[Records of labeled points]
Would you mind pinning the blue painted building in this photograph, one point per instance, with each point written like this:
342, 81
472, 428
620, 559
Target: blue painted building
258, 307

### What this task involves
Copy every line of the records above, reproducing each one without any change.

### Solution for this exercise
Would you mind pinning the blue painted building in this photograph, one point per instance, with each point written like this:
342, 81
472, 428
620, 559
Target: blue painted building
258, 307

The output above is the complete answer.